# Activity:
Work out how many lines of the records hold the string "below", and reply with that number alone.

Data records
· · ·

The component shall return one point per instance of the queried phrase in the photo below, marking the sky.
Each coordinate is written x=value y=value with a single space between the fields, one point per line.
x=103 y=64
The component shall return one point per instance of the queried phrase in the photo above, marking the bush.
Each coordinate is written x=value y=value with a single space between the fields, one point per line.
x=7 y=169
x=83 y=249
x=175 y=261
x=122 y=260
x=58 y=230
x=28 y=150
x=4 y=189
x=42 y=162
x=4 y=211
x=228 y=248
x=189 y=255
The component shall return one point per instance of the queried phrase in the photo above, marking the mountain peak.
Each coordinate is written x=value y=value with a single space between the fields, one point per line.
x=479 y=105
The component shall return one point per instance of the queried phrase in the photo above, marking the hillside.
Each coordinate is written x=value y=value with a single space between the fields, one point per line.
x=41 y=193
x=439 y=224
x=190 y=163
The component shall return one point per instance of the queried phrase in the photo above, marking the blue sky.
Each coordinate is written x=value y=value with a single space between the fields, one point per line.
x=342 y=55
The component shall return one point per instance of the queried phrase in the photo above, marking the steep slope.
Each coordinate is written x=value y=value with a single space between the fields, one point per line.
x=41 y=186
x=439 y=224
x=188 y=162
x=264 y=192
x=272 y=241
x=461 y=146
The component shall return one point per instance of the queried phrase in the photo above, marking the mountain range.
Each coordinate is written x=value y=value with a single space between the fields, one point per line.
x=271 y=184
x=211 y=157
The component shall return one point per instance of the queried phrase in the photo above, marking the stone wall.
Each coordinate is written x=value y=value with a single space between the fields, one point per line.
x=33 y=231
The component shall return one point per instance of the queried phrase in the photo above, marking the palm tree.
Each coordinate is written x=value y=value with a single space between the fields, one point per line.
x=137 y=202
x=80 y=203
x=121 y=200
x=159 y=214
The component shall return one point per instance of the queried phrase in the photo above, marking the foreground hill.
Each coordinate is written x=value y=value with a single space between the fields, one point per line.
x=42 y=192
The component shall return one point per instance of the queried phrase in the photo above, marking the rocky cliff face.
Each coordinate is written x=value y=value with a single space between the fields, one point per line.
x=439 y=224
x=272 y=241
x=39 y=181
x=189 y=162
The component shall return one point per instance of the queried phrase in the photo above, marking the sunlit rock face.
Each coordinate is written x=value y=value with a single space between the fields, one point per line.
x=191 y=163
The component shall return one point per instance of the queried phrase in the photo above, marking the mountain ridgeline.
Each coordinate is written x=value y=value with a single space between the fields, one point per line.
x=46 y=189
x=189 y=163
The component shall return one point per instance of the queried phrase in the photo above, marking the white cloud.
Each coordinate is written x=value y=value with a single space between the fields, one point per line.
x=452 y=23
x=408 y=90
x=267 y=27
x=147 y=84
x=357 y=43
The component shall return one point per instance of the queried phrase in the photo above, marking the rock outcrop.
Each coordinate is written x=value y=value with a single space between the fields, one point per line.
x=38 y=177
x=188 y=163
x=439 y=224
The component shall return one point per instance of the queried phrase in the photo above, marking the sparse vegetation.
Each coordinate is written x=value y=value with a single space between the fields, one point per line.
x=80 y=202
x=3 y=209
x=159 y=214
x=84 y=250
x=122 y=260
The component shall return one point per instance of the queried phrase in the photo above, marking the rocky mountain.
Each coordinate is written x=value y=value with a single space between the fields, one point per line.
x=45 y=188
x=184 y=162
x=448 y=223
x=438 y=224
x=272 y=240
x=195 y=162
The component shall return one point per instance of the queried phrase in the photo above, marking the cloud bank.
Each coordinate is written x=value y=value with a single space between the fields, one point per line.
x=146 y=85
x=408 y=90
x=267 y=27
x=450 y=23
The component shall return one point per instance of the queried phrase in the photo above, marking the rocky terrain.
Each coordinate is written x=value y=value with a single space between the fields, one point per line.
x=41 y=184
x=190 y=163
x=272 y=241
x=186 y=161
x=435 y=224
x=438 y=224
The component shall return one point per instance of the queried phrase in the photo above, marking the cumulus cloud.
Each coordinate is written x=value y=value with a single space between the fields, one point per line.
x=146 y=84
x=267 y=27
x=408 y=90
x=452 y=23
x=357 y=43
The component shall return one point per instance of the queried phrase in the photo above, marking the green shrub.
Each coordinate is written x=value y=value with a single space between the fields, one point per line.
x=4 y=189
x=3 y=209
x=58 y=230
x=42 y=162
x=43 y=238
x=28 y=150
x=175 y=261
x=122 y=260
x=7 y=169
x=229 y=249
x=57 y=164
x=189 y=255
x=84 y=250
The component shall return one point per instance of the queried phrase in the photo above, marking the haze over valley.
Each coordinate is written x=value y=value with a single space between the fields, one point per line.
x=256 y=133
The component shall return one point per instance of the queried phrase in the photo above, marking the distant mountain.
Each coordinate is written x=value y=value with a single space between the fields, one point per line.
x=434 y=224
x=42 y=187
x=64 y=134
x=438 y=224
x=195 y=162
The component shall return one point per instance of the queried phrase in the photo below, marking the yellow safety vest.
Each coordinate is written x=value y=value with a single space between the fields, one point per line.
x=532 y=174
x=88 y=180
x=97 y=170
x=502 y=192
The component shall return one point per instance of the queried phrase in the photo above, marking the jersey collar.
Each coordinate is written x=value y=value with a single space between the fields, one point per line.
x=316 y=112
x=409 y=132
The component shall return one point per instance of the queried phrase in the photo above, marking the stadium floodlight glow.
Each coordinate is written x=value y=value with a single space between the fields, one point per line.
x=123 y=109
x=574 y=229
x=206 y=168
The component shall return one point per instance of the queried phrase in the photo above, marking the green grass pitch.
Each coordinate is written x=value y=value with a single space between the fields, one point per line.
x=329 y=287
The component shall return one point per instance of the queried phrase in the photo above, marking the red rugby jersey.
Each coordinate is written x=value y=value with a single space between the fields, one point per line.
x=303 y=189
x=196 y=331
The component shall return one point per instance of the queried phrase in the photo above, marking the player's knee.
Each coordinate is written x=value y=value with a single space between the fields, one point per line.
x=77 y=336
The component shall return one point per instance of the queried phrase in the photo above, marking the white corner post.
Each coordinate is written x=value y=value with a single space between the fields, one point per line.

· · ·

# Output of the task:
2